- PROBLEM
Render the following lines as a numbered list, omitting any blank lines.
[START INPUT ROWS]
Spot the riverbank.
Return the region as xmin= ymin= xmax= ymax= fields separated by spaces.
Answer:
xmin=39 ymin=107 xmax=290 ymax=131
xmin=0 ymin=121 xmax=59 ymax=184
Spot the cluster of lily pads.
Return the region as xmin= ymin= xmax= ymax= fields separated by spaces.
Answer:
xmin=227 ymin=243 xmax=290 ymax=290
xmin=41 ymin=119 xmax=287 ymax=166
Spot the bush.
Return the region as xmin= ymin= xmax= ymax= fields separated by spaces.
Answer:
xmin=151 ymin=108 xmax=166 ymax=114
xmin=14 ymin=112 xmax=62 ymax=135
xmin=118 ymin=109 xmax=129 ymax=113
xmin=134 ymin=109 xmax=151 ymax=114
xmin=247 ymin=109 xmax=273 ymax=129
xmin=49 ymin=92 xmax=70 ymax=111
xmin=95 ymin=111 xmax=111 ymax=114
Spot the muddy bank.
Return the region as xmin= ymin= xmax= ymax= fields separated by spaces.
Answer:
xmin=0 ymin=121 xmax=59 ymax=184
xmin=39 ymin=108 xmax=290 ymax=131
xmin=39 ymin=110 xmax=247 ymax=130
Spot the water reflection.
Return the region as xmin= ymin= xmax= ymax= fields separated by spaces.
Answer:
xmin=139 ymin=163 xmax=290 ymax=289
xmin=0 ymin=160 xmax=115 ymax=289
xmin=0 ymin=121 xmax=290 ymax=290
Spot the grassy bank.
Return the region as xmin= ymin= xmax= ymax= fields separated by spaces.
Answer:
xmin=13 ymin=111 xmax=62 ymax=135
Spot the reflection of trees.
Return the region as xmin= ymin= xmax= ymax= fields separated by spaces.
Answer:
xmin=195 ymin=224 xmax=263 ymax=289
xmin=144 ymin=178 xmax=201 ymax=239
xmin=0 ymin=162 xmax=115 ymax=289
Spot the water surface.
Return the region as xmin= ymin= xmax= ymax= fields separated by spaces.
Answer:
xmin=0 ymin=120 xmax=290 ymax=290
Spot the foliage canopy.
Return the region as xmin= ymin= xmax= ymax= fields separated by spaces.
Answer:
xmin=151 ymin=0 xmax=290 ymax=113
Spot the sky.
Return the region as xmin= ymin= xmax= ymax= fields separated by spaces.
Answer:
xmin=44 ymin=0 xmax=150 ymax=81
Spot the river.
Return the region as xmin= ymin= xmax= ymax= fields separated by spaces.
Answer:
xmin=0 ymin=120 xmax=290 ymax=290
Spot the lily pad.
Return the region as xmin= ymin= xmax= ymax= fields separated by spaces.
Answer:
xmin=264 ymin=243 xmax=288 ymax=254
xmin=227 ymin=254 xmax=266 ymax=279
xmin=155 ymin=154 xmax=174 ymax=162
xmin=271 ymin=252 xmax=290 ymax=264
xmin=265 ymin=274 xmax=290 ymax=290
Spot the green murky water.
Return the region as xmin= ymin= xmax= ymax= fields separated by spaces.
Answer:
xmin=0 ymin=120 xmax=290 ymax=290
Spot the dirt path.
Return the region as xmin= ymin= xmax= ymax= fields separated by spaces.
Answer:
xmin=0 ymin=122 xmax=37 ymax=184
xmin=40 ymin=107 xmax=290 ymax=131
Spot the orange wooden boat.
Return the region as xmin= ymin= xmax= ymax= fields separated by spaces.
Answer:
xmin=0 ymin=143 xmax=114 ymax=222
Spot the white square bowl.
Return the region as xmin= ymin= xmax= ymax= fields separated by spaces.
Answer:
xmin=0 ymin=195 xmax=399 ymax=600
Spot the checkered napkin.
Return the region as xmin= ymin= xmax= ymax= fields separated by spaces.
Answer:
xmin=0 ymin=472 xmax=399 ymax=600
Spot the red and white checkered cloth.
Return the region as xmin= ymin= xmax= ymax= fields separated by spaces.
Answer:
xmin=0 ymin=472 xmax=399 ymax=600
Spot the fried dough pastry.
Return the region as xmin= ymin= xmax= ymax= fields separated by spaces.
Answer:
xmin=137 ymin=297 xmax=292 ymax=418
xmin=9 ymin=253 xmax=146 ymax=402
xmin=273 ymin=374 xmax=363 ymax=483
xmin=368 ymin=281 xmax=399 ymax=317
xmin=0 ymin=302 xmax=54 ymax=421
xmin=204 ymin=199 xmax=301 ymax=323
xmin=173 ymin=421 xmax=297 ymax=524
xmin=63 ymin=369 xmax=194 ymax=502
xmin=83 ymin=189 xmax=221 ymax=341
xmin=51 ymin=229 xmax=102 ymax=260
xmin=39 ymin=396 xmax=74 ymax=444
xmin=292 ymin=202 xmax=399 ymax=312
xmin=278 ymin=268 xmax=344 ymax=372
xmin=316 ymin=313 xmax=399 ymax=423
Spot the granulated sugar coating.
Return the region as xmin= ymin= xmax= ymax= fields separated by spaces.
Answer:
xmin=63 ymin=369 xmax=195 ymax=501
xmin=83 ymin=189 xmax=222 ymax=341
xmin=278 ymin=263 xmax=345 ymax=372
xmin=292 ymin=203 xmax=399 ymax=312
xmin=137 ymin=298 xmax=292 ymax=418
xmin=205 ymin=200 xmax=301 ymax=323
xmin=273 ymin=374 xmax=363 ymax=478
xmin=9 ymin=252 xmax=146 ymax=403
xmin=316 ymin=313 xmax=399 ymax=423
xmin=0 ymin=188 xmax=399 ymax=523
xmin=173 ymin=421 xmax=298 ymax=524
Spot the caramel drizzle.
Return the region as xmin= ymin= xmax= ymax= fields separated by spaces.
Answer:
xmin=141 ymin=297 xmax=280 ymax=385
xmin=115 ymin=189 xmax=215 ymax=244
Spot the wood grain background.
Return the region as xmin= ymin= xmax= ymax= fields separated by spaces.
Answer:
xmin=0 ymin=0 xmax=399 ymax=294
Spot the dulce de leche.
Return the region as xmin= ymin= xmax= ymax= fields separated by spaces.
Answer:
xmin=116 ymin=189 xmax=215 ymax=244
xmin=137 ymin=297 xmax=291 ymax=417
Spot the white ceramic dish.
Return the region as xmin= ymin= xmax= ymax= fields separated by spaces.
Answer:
[END INPUT ROWS]
- PROBLEM SOLUTION
1. Spot the riverbank.
2. Return the region as xmin= ymin= xmax= ymax= fields separated by spaces.
3. Answer:
4. xmin=39 ymin=107 xmax=290 ymax=131
5. xmin=0 ymin=121 xmax=59 ymax=184
6. Spot the cluster of lily pads.
7. Return the region as xmin= ymin= xmax= ymax= fields separated by spaces.
8. Answer:
9. xmin=227 ymin=243 xmax=290 ymax=290
10. xmin=41 ymin=119 xmax=287 ymax=166
11. Spot the bush.
12. Return the region as xmin= ymin= xmax= ymax= fields separated by spaces.
13. Answer:
14. xmin=151 ymin=108 xmax=166 ymax=114
15. xmin=14 ymin=112 xmax=62 ymax=135
16. xmin=118 ymin=109 xmax=129 ymax=113
17. xmin=134 ymin=109 xmax=151 ymax=114
18. xmin=247 ymin=109 xmax=273 ymax=129
19. xmin=49 ymin=92 xmax=70 ymax=111
20. xmin=95 ymin=111 xmax=111 ymax=114
21. Spot the muddy bank.
22. Return the region as xmin= ymin= xmax= ymax= fields separated by spaces.
23. Answer:
24. xmin=0 ymin=121 xmax=59 ymax=184
25. xmin=39 ymin=108 xmax=290 ymax=131
26. xmin=39 ymin=110 xmax=247 ymax=130
27. Spot the water reflection.
28. Return the region as xmin= ymin= xmax= ymax= fields separated by spaces.
29. Answer:
30. xmin=139 ymin=163 xmax=290 ymax=289
31. xmin=0 ymin=160 xmax=115 ymax=289
32. xmin=0 ymin=121 xmax=290 ymax=290
33. Spot the grassy bank.
34. Return the region as xmin= ymin= xmax= ymax= fields separated by spaces.
35. Answer:
36. xmin=13 ymin=111 xmax=62 ymax=135
37. Spot the reflection of trees.
38. Return the region as xmin= ymin= xmax= ymax= fields separated by spaces.
39. Answer:
40. xmin=195 ymin=224 xmax=263 ymax=289
41. xmin=144 ymin=178 xmax=201 ymax=239
42. xmin=0 ymin=162 xmax=115 ymax=289
43. Spot the water surface.
44. Return the region as xmin= ymin= xmax= ymax= fields separated by spaces.
45. Answer:
46. xmin=0 ymin=120 xmax=290 ymax=290
47. Spot the foliage canopy.
48. Return the region as xmin= ymin= xmax= ymax= fields separated by spaces.
49. Answer:
50. xmin=151 ymin=0 xmax=290 ymax=113
51. Spot the sky.
52. Return the region as xmin= ymin= xmax= ymax= fields separated by spaces.
53. Answer:
54. xmin=44 ymin=0 xmax=150 ymax=81
55. Spot the river.
56. Return the region as xmin= ymin= xmax= ymax= fields separated by spaces.
57. Answer:
58. xmin=0 ymin=120 xmax=290 ymax=290
59. Spot the lily pad.
60. Return the region as xmin= ymin= xmax= ymax= fields separated by spaces.
61. Answer:
62. xmin=264 ymin=243 xmax=288 ymax=254
63. xmin=227 ymin=254 xmax=266 ymax=279
64. xmin=155 ymin=154 xmax=174 ymax=162
65. xmin=271 ymin=252 xmax=290 ymax=264
66. xmin=265 ymin=274 xmax=290 ymax=290
67. Spot the green murky water.
68. Return the region as xmin= ymin= xmax= ymax= fields separated by spaces.
69. Answer:
70. xmin=0 ymin=120 xmax=290 ymax=290
71. Spot the dirt path.
72. Return the region as xmin= ymin= xmax= ymax= fields separated by spaces.
73. Answer:
74. xmin=0 ymin=122 xmax=37 ymax=184
75. xmin=40 ymin=107 xmax=290 ymax=131
76. Spot the orange wooden boat.
77. Return the region as xmin= ymin= xmax= ymax= fields separated by spaces.
78. Answer:
79. xmin=0 ymin=143 xmax=114 ymax=222
80. Spot the white square bowl.
81. Return the region as xmin= ymin= xmax= ymax= fields separated by spaces.
82. Answer:
83. xmin=0 ymin=195 xmax=399 ymax=600
84. Spot the checkered napkin.
85. Return the region as xmin= ymin= xmax= ymax= fields separated by spaces.
86. Answer:
87. xmin=0 ymin=472 xmax=399 ymax=600
88. Spot the red and white checkered cloth.
89. Return the region as xmin= ymin= xmax= ymax= fields separated by spaces.
90. Answer:
91. xmin=0 ymin=472 xmax=399 ymax=600
92. Spot the fried dough pastry.
93. Return the region as xmin= ymin= xmax= ymax= fields separated by spaces.
94. Answer:
95. xmin=137 ymin=297 xmax=292 ymax=418
96. xmin=9 ymin=253 xmax=146 ymax=402
97. xmin=273 ymin=374 xmax=363 ymax=483
98. xmin=368 ymin=281 xmax=399 ymax=317
99. xmin=0 ymin=302 xmax=54 ymax=421
100. xmin=204 ymin=199 xmax=301 ymax=323
101. xmin=173 ymin=421 xmax=297 ymax=524
102. xmin=63 ymin=369 xmax=194 ymax=502
103. xmin=83 ymin=189 xmax=221 ymax=341
104. xmin=51 ymin=229 xmax=102 ymax=260
105. xmin=39 ymin=396 xmax=74 ymax=444
106. xmin=292 ymin=202 xmax=399 ymax=312
107. xmin=278 ymin=268 xmax=344 ymax=372
108. xmin=316 ymin=313 xmax=399 ymax=423
109. Spot the granulated sugar coating.
110. Return the region as xmin= ymin= xmax= ymax= fields separated by spaces.
111. Answer:
112. xmin=63 ymin=369 xmax=195 ymax=501
113. xmin=83 ymin=189 xmax=222 ymax=341
114. xmin=278 ymin=263 xmax=345 ymax=372
115. xmin=292 ymin=203 xmax=399 ymax=312
116. xmin=137 ymin=298 xmax=292 ymax=418
117. xmin=205 ymin=200 xmax=301 ymax=323
118. xmin=273 ymin=374 xmax=363 ymax=478
119. xmin=9 ymin=252 xmax=146 ymax=403
120. xmin=316 ymin=313 xmax=399 ymax=423
121. xmin=0 ymin=188 xmax=399 ymax=523
122. xmin=173 ymin=421 xmax=298 ymax=524
123. Spot the caramel drizzle.
124. Return the region as xmin= ymin= xmax= ymax= fields separated by spaces.
125. Answer:
126. xmin=141 ymin=297 xmax=280 ymax=385
127. xmin=115 ymin=189 xmax=215 ymax=244
128. Spot the wood grain background.
129. Return the region as xmin= ymin= xmax= ymax= fields separated by spaces.
130. Answer:
131. xmin=0 ymin=0 xmax=399 ymax=294
132. Spot the dulce de leche.
133. Return the region as xmin= ymin= xmax= ymax= fields separated by spaces.
134. Answer:
135. xmin=116 ymin=189 xmax=215 ymax=244
136. xmin=137 ymin=297 xmax=291 ymax=417
137. Spot the white ceramic dish.
138. Return the region as xmin= ymin= xmax= ymax= fields separated by spaces.
139. Answer:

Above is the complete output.